▶ QUOTED PASSAGE
▶

And what of the facts of all the MANY instances where gun registration has NOT led to confiscation?
It is OPINION, not fact, that registration is a slippery slope to confiscation. But what we ought to be able to agree on is the need to fix the Second Amendment so that the Constitution can effectively stand as a bulwark against such slippery slope. And yes, that's my opinion.
I have repeatedly asked you to provide those examples where registration has not led to confiscation. Numerous examples, foreign and domestic exist which refute that concept and show that registration ultimately leads to confiscation of privately held firearms. So, Have at it. Let's have that list of MANY instances where it hasn't (yet).
The Second Amendment exists for the sole purpose of keeping the right OF THE PEOPLE to keep and bear arms free of government interference, because its purpose was to ensure that the people retained their power by being capable of altering or abolishing that government if it became abusive and it became necessary. In the 18th century, the carrying and possession of arms for other lawful purposes such as self defense and hunting was a given, so universally understood there was no need to codify such. it was, after all "common sense". (As John Prine put it, "Common sense ain't so common any more.")

◀

▶ STATED TASK 1
Write out the listing below again with its requests included, increasing every bounding-box coordinate by 115. Begin at the first line of the listing, stop after the line that contains "[491,100,508,112]", and leave out the pictures.

▶ DATASET EXCERPTS
▶

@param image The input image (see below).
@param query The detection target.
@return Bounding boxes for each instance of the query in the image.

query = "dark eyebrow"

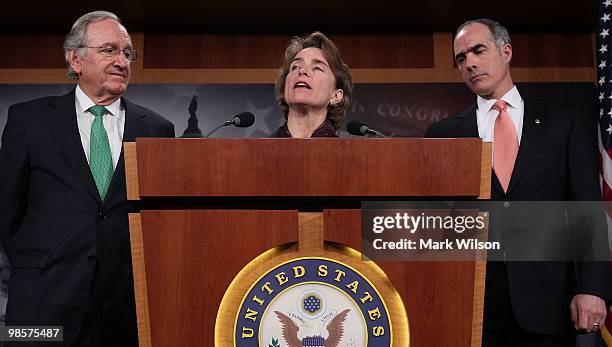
[312,59,329,67]
[98,42,132,49]
[455,43,487,60]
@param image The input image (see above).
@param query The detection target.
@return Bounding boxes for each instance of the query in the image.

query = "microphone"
[204,112,255,137]
[346,120,389,137]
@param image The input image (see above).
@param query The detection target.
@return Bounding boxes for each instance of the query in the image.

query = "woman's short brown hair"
[274,31,353,129]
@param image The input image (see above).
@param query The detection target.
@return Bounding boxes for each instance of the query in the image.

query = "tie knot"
[88,105,108,117]
[491,100,508,112]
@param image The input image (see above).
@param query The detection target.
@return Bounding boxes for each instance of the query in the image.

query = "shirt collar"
[74,85,122,119]
[476,86,522,112]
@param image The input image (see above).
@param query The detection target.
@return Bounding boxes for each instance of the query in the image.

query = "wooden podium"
[124,138,491,347]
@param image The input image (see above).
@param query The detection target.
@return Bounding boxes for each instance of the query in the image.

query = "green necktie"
[88,105,113,201]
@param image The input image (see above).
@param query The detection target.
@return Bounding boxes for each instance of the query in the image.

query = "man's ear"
[502,44,512,63]
[68,49,83,75]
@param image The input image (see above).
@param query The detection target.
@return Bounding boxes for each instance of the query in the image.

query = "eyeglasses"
[82,45,138,63]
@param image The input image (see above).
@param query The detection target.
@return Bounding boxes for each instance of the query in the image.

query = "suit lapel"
[457,104,504,195]
[47,89,100,203]
[104,98,146,204]
[508,101,546,194]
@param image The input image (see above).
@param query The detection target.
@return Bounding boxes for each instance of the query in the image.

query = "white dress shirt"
[476,86,525,164]
[74,85,125,169]
[476,86,525,144]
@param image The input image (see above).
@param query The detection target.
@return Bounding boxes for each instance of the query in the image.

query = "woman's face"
[284,47,342,109]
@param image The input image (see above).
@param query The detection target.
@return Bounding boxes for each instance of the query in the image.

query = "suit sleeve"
[567,107,612,299]
[0,105,30,261]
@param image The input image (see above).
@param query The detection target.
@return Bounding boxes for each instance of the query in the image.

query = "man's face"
[454,23,513,99]
[69,19,132,104]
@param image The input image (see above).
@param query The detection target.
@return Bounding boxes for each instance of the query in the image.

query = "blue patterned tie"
[88,105,113,201]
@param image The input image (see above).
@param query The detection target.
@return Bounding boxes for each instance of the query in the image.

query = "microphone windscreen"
[233,112,255,128]
[346,120,368,136]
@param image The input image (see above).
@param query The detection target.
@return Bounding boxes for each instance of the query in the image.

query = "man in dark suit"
[0,11,174,346]
[427,19,609,346]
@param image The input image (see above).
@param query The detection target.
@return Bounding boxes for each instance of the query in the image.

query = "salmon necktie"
[491,100,519,192]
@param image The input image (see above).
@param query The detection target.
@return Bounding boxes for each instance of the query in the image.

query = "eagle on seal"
[274,309,350,347]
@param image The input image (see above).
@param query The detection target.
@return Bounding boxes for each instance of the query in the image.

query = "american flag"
[596,0,612,346]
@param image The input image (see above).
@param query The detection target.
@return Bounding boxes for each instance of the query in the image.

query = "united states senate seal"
[234,257,392,347]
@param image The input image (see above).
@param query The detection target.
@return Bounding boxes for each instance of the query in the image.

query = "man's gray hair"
[64,11,121,80]
[455,18,512,49]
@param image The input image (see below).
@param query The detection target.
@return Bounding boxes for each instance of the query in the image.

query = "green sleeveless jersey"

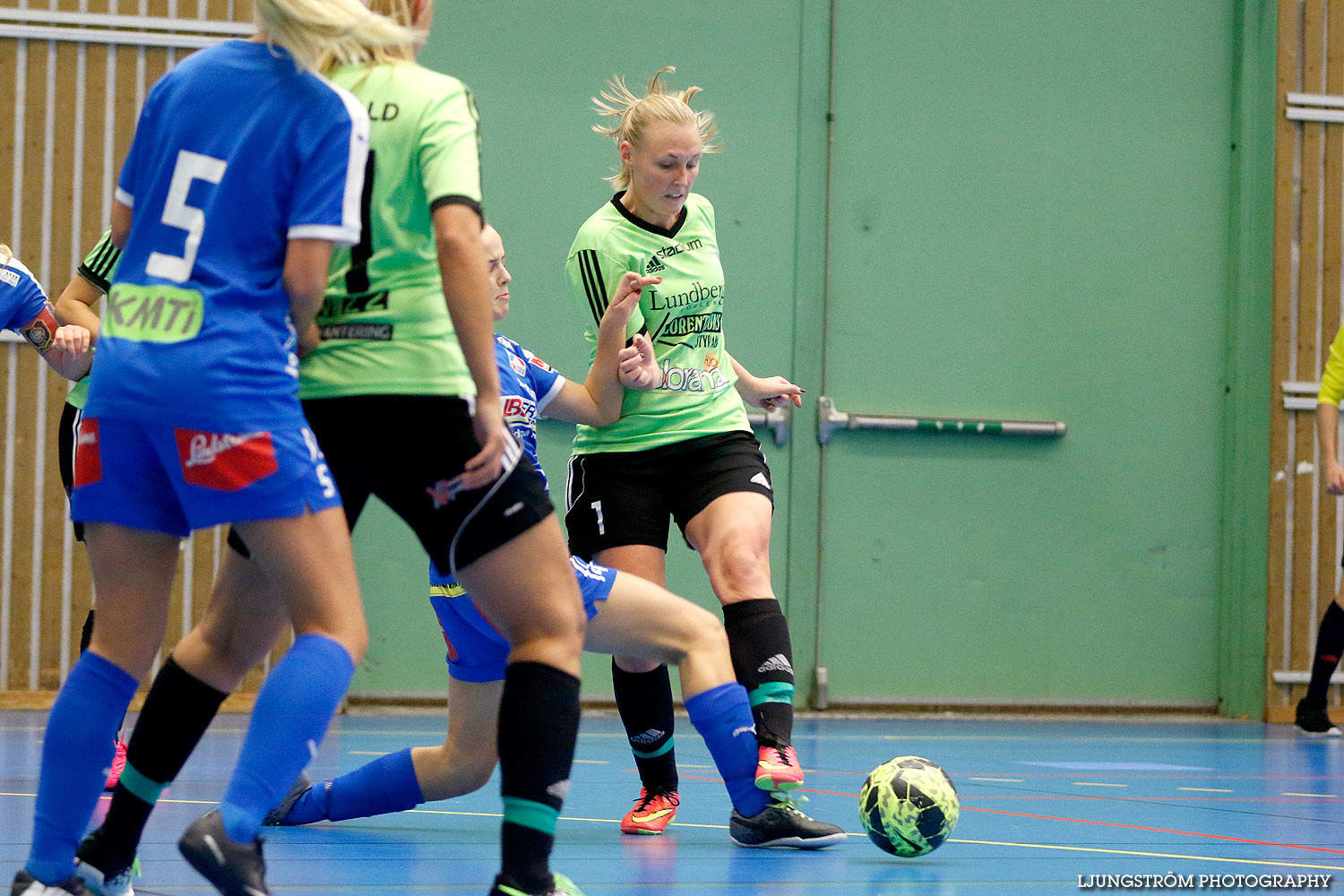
[298,62,481,399]
[66,229,121,409]
[564,194,752,454]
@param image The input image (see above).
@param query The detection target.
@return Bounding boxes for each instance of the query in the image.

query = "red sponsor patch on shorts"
[74,417,102,489]
[174,427,280,492]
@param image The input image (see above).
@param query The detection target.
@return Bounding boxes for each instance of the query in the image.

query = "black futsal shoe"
[177,809,271,896]
[1296,697,1340,737]
[728,799,847,849]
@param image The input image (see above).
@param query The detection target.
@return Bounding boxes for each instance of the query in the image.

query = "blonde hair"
[593,65,719,189]
[257,0,418,70]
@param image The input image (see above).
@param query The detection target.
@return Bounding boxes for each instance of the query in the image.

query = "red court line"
[962,800,1340,804]
[769,775,1344,856]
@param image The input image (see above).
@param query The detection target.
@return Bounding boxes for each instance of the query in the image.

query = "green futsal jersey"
[298,62,481,399]
[66,229,121,409]
[564,194,752,454]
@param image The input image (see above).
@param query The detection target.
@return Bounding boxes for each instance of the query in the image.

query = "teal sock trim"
[504,797,561,837]
[121,762,172,806]
[631,737,674,759]
[750,681,793,707]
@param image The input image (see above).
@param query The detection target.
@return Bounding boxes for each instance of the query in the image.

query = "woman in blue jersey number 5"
[13,0,410,896]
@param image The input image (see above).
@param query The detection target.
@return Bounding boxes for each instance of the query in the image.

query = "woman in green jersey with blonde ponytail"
[566,65,833,834]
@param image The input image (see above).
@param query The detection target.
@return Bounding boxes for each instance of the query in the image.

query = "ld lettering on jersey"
[174,428,280,492]
[102,283,206,342]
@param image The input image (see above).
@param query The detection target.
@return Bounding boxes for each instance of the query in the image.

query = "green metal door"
[817,0,1236,707]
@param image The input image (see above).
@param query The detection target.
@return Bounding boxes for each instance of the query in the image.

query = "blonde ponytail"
[257,0,421,70]
[593,65,719,189]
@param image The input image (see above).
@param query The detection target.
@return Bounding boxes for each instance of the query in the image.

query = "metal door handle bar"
[747,407,793,444]
[817,395,1069,444]
[1279,380,1322,411]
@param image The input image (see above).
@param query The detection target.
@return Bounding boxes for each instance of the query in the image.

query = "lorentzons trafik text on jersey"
[66,231,121,409]
[0,258,53,340]
[564,194,750,454]
[85,40,368,433]
[298,62,481,399]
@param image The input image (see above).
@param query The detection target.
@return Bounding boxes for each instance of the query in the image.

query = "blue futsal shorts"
[429,557,616,683]
[70,417,341,538]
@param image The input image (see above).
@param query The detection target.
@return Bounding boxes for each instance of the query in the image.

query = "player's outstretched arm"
[725,352,806,411]
[546,271,663,426]
[53,274,102,341]
[19,302,93,380]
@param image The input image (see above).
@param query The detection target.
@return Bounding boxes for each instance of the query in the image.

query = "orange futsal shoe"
[621,788,682,834]
[757,747,803,791]
[102,740,126,790]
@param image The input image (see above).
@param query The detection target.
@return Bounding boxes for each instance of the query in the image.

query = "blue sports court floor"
[0,712,1344,896]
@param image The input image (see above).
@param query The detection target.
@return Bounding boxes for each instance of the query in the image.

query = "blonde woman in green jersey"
[81,0,586,896]
[566,67,823,834]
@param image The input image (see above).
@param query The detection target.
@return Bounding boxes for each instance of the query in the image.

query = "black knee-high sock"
[1306,600,1344,702]
[96,657,228,866]
[80,607,94,653]
[499,662,580,893]
[723,598,793,747]
[612,659,682,794]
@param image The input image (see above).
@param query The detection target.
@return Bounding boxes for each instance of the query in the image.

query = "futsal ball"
[859,756,961,858]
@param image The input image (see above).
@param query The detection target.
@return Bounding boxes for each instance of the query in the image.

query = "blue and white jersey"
[86,40,368,433]
[0,258,47,335]
[495,333,564,482]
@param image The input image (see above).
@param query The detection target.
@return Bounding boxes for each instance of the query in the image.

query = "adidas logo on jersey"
[631,728,663,745]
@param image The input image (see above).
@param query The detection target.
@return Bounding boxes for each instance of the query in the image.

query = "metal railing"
[817,395,1069,444]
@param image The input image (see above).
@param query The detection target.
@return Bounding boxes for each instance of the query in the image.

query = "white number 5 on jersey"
[145,149,226,283]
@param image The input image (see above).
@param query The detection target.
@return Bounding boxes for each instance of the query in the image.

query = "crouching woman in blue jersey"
[13,0,411,896]
[268,226,846,849]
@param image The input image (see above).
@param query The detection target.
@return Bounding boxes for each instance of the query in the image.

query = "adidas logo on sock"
[631,728,664,745]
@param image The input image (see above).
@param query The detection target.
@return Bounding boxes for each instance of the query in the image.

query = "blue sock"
[685,681,771,818]
[285,747,425,825]
[220,634,355,844]
[24,651,136,884]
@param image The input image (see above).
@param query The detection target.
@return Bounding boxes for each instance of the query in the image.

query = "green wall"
[354,0,1274,713]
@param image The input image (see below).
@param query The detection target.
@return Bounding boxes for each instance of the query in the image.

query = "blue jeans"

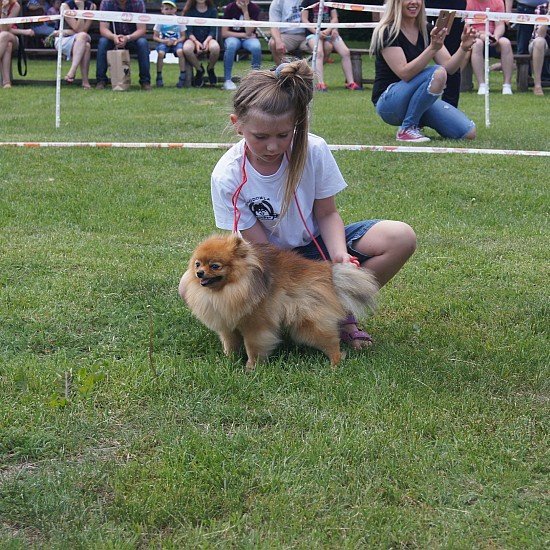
[223,36,262,80]
[96,36,151,84]
[516,0,542,53]
[376,65,475,139]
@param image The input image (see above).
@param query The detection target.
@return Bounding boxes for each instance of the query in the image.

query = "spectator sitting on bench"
[96,0,151,91]
[24,0,59,38]
[183,0,220,88]
[302,0,361,92]
[466,0,514,95]
[222,0,262,90]
[153,0,186,88]
[269,0,307,66]
[529,2,550,95]
[51,0,97,90]
[0,0,34,88]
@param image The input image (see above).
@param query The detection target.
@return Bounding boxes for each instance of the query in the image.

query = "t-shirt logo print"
[247,197,279,220]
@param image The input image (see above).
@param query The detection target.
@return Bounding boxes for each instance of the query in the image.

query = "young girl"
[204,61,416,349]
[371,0,484,142]
[182,0,220,88]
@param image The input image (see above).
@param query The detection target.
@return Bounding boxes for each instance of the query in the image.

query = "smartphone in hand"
[435,10,456,34]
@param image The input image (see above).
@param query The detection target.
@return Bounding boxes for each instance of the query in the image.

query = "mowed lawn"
[0,61,550,549]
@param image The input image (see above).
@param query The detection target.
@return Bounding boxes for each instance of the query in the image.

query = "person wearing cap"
[96,0,151,91]
[153,0,186,88]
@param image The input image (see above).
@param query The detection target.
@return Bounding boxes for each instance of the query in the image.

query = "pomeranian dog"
[180,234,378,370]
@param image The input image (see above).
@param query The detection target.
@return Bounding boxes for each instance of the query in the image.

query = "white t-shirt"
[212,134,346,249]
[269,0,305,34]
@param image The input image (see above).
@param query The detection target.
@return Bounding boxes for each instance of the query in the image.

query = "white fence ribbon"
[306,0,550,25]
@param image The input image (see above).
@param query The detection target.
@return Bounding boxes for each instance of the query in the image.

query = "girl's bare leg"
[341,220,416,349]
[67,32,90,78]
[80,42,92,90]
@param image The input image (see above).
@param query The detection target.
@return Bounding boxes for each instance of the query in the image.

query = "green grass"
[0,56,549,548]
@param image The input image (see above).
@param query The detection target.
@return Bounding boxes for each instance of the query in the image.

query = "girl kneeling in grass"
[212,61,416,349]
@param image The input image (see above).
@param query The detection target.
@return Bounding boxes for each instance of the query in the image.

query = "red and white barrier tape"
[316,0,550,25]
[2,2,550,29]
[0,15,61,25]
[0,141,550,157]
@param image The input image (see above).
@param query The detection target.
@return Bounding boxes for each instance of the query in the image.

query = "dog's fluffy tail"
[332,264,378,317]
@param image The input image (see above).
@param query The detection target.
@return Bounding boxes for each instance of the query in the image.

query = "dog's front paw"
[220,332,242,356]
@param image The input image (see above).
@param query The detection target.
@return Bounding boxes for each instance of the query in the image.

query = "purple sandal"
[340,313,373,345]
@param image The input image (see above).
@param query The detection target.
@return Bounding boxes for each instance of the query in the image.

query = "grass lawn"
[0,56,550,549]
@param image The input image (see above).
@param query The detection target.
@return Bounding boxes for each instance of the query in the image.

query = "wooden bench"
[514,52,550,92]
[350,48,374,87]
[460,52,550,92]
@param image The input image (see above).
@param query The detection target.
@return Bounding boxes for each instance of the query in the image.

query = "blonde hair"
[233,60,313,217]
[370,0,428,55]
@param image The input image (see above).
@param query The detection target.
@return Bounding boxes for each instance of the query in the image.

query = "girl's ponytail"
[233,60,313,217]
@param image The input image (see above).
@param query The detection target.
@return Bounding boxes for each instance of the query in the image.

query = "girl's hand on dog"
[332,252,360,267]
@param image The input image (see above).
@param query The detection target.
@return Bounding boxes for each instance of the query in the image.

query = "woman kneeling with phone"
[371,0,476,142]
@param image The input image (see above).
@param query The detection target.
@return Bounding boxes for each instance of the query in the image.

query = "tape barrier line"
[316,0,550,25]
[0,141,550,157]
[2,2,550,29]
[1,15,61,25]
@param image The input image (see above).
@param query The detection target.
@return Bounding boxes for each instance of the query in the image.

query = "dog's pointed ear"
[231,233,251,258]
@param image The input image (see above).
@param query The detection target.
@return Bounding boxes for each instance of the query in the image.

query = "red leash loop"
[231,143,328,267]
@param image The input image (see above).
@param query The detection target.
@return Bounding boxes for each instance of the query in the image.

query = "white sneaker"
[222,80,237,90]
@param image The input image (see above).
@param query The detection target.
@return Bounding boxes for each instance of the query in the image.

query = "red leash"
[231,143,359,267]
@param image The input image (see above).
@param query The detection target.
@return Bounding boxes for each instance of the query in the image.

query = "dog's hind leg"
[243,327,281,371]
[218,330,243,355]
[290,320,343,367]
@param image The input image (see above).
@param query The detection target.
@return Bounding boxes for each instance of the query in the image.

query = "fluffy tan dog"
[181,235,378,370]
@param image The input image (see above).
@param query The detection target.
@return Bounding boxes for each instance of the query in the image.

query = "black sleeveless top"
[372,30,426,105]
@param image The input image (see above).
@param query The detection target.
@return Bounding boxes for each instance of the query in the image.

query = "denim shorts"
[157,42,183,55]
[293,220,381,263]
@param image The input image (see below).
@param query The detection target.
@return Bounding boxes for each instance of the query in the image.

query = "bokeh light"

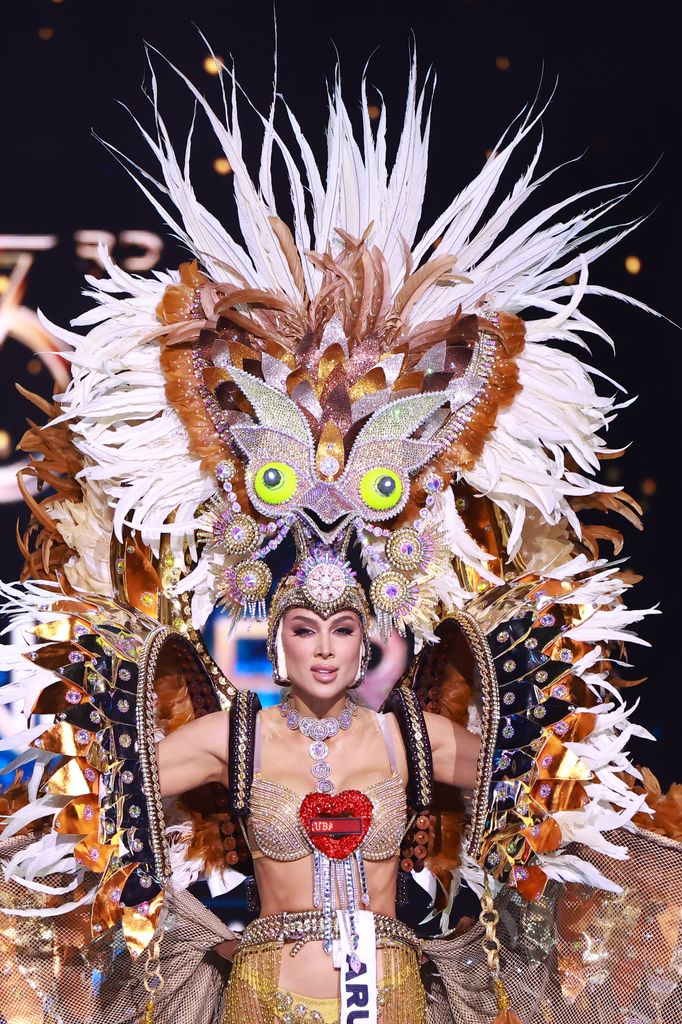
[204,55,225,75]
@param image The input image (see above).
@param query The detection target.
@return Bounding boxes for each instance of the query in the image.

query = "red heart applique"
[298,790,374,860]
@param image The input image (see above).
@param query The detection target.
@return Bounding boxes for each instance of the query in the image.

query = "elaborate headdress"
[0,51,659,1011]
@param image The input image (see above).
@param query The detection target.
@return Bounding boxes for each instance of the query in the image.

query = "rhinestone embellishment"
[280,697,357,796]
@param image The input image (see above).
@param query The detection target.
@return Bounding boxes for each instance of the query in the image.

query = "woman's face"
[282,608,363,700]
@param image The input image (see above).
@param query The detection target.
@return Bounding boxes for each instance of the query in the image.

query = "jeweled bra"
[251,716,408,861]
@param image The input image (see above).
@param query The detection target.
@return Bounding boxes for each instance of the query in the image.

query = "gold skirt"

◀

▶ STATED TASK 2
Reproduce the passage on gun registration and the Second Amendment word for word, beginning at the words "And what of" and stopping after "that's my opinion.".

▶ WRITTEN RESPONSE 1
@param image The input image (see below).
@param query The detection target.
@return Bounding boxes for each instance of the query in the image.

query = "dark eyebrow"

[427,174,444,182]
[213,157,247,164]
[570,158,602,175]
@param image The input image (see above).
@param query The detection target.
@return Bounding boxes for each instance of the query in the image.

query = "microphone"
[319,227,370,252]
[461,235,504,252]
@param image The input image (see above).
@param query The detection target.
@return Bounding boxes for each instance of the query in the image.

query = "woman's short brown hair"
[389,146,468,244]
@param image The input image (see above).
@param query The detection target.
@return Bounding boxes for each instance of the query in the image.

query = "tie knot"
[203,220,223,232]
[606,215,623,227]

▶ WRITTEN RESPONSE 2
And what of the facts of all the MANY instances where gun registration has NOT led to confiscation?
It is OPINION, not fact, that registration is a slippery slope to confiscation. But what we ought to be able to agree on is the need to fix the Second Amendment so that the Constitution can effectively stand as a bulwark against such slippery slope. And yes, that's my opinion.